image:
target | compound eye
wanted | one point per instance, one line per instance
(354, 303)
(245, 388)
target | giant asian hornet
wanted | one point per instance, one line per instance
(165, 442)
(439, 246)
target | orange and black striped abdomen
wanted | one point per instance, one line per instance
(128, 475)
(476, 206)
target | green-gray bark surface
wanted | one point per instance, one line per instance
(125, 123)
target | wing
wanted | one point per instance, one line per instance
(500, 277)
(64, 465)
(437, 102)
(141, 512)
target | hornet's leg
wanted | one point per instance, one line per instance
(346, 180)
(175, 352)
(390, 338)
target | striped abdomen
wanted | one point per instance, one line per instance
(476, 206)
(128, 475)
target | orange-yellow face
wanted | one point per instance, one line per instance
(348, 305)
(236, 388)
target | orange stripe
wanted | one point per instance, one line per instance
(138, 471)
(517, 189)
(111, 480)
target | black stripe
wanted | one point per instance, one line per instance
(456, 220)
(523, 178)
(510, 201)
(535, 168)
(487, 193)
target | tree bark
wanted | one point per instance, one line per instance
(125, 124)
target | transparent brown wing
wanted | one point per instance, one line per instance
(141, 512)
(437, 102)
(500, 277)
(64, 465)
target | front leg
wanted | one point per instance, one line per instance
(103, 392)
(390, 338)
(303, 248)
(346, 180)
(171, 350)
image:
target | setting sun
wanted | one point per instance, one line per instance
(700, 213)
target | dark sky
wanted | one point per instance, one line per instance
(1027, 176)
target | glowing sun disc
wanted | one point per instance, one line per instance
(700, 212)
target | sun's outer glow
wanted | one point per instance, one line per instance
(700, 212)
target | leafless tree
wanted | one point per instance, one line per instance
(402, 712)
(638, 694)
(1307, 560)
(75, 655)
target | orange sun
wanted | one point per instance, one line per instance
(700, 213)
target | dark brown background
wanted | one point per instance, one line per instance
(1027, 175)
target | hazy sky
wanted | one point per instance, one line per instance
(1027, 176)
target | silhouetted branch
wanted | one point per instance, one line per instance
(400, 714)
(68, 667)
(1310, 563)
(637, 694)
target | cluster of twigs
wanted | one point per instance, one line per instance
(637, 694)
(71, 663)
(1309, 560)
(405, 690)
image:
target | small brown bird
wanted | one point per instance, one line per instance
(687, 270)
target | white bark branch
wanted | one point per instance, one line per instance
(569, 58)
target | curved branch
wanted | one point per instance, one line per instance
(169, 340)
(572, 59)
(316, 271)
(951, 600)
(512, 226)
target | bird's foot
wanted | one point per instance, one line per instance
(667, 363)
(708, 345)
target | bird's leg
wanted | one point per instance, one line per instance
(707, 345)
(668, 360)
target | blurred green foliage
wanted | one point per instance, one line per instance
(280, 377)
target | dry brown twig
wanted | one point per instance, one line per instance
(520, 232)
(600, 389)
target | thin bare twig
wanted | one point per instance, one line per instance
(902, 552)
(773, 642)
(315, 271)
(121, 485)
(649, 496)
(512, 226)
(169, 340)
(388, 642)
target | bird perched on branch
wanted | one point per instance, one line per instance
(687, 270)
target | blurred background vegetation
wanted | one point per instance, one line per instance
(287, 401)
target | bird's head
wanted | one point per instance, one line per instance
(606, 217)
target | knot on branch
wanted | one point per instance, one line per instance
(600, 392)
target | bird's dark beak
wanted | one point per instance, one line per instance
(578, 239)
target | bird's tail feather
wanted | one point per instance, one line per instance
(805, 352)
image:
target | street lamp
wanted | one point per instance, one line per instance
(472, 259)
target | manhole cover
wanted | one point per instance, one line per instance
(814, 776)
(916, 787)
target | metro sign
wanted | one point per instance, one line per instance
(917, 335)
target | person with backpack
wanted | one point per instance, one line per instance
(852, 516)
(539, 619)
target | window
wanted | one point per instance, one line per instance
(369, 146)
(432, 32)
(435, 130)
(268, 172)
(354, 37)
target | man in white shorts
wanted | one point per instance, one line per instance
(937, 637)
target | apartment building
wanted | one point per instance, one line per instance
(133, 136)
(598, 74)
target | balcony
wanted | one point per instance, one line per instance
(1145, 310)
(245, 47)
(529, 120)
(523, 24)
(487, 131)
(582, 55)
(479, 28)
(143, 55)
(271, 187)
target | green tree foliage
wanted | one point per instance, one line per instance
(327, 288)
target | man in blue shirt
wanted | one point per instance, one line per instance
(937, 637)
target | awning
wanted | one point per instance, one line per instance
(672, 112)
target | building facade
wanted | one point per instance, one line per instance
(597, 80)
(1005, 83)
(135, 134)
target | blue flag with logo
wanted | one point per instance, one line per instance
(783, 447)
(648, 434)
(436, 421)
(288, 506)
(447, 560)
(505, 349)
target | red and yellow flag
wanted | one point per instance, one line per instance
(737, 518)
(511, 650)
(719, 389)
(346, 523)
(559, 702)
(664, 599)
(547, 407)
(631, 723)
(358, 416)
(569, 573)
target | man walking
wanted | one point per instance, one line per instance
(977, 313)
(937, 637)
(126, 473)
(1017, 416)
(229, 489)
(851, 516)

* * * * * * * * *

_TASK STATEMENT:_
All of the entries above need to be reproduced exactly.

_THE REPLY:_
image:
target | compound eye
wanted | one point per instance, one line per instance
(354, 303)
(245, 388)
target | giant asian hornet
wanted | one point per instance, one line per instance
(165, 442)
(439, 246)
target | orange and black striped abdomen
wanted | one point per instance, one line per instance
(128, 475)
(476, 206)
target | green-gray bark surface
wanted | one point per instance, one line per instance
(125, 123)
target | wing
wanted | one point per instance, one line per instance
(500, 277)
(64, 465)
(437, 102)
(141, 512)
target | hornet's leg
wanted | one point per instance, one line per instance
(346, 180)
(175, 352)
(390, 338)
target | striped abdomen
wanted | one point per instance, one line per instance
(476, 206)
(128, 475)
target | orange-yellow face
wanted | one point per instance, one line per instance
(348, 305)
(236, 388)
target | orange stripe
wanted | one point per instance, one line per instance
(138, 471)
(517, 189)
(111, 480)
target | black stripe
wanted | one point per instance, one line per instance
(456, 220)
(523, 178)
(510, 201)
(535, 168)
(487, 193)
target | tree bark
wanted | one point per instance, one line per instance
(125, 124)
target | transparent brown wing
wanted | one point per instance, one line per instance
(141, 512)
(437, 102)
(500, 277)
(64, 465)
target | front leg
wanted | one point per instance, one line per instance
(103, 392)
(390, 338)
(303, 248)
(346, 180)
(171, 350)
image:
target | setting sun
wanted | one point per instance, one line per instance
(700, 213)
target | dark sky
wanted | one point per instance, one line per instance
(1027, 176)
target | glowing sun disc
wanted | one point per instance, one line per instance
(700, 212)
target | sun's outer glow
wanted | one point per instance, one line per instance
(700, 212)
target | leafless tree
wanted | one point per instance, one line per instance
(402, 712)
(638, 694)
(1307, 560)
(75, 655)
target | orange sun
wanted | one point per instance, one line per instance
(700, 213)
target | dark brown background
wanted | one point per instance, one line per instance
(1027, 175)
target | hazy sky
wanted | one point per instance, one line per instance
(1027, 176)
target | silhouetted branch
wanted | one point per instance, one line per instance
(400, 714)
(68, 667)
(1310, 563)
(637, 694)
target | cluster of twigs
wanted | one point per instance, one line per instance
(637, 694)
(71, 663)
(1309, 560)
(405, 690)
image:
target | small brown bird
wanted | one point per instance, one line per instance
(687, 270)
target | white bark branch
wanted | one point per instance, one line per instance
(569, 58)
target | curved branch
wanted | one point per instance, one line per instance
(169, 340)
(572, 59)
(316, 271)
(951, 600)
(512, 226)
target | bird's foot
wanted | one point per instance, one line per instance
(667, 363)
(708, 345)
target | bird's leg
wanted | one point per instance, one line per instance
(707, 345)
(668, 360)
target | blurred green foliage
wanted | one point per instance, one line per instance
(280, 377)
target | dry brown twig
wanted | one point per instance, one line per instance
(520, 232)
(600, 389)
target | thin bare twig
wanted | one point per instance, one line per instance
(902, 552)
(773, 642)
(315, 271)
(121, 485)
(649, 496)
(512, 226)
(169, 340)
(388, 642)
target | bird perched on branch
wanted | one point per instance, one line per instance
(687, 270)
target | blurred background vegetation
wanted | one point per instance, one line per instance
(287, 401)
target | bird's head
wanted | one point per instance, one line per instance
(606, 217)
target | knot on branch
wanted | one point per instance, one line per instance
(600, 392)
target | bird's dark beak
wanted | one point per instance, one line per instance
(578, 239)
target | bird's tail feather
wanted | one point per instance, one line per instance
(805, 352)
image:
target | street lamp
wanted | one point per instance, one line per instance
(472, 259)
target | manhole cover
wanted | one point per instance, one line per instance
(814, 776)
(916, 787)
target | metro sign
wanted | one point per instance, one line per instance
(917, 335)
target | person with backpack
wanted | one point per instance, one line per instance
(852, 516)
(539, 619)
target | window
wanted | one point per instance, one line per instance
(369, 146)
(432, 32)
(435, 130)
(268, 172)
(354, 37)
target | man in white shorts
wanted | one point per instance, one line per instance
(937, 637)
target | apartment building
wanted | one point per instance, one line per instance
(133, 136)
(598, 74)
target | balcony
wanted | one point per instance, one line per instance
(1145, 310)
(245, 47)
(529, 120)
(523, 24)
(487, 131)
(582, 55)
(479, 28)
(143, 55)
(271, 187)
target | green tree foliage
wanted | one point per instance, one line per instance
(327, 288)
target | man in blue shirt
wanted | one point per instance, one line per instance
(937, 637)
target | awning
wanted | one point per instance, one line per instance
(672, 112)
target | building facade
wanted | one point per instance, one line per instance
(597, 80)
(1005, 83)
(135, 134)
target | blue flag with logo
wanted | one point per instance, one line per instance
(783, 447)
(648, 434)
(436, 421)
(288, 506)
(447, 560)
(505, 349)
target | red and yellow flag
wanted | one point per instance, one line per instance
(737, 518)
(511, 650)
(719, 389)
(346, 523)
(559, 702)
(664, 599)
(547, 407)
(631, 723)
(358, 416)
(569, 573)
target | man walking
wanted | one point per instance, one line per instance
(977, 313)
(937, 637)
(126, 473)
(1017, 416)
(229, 489)
(851, 516)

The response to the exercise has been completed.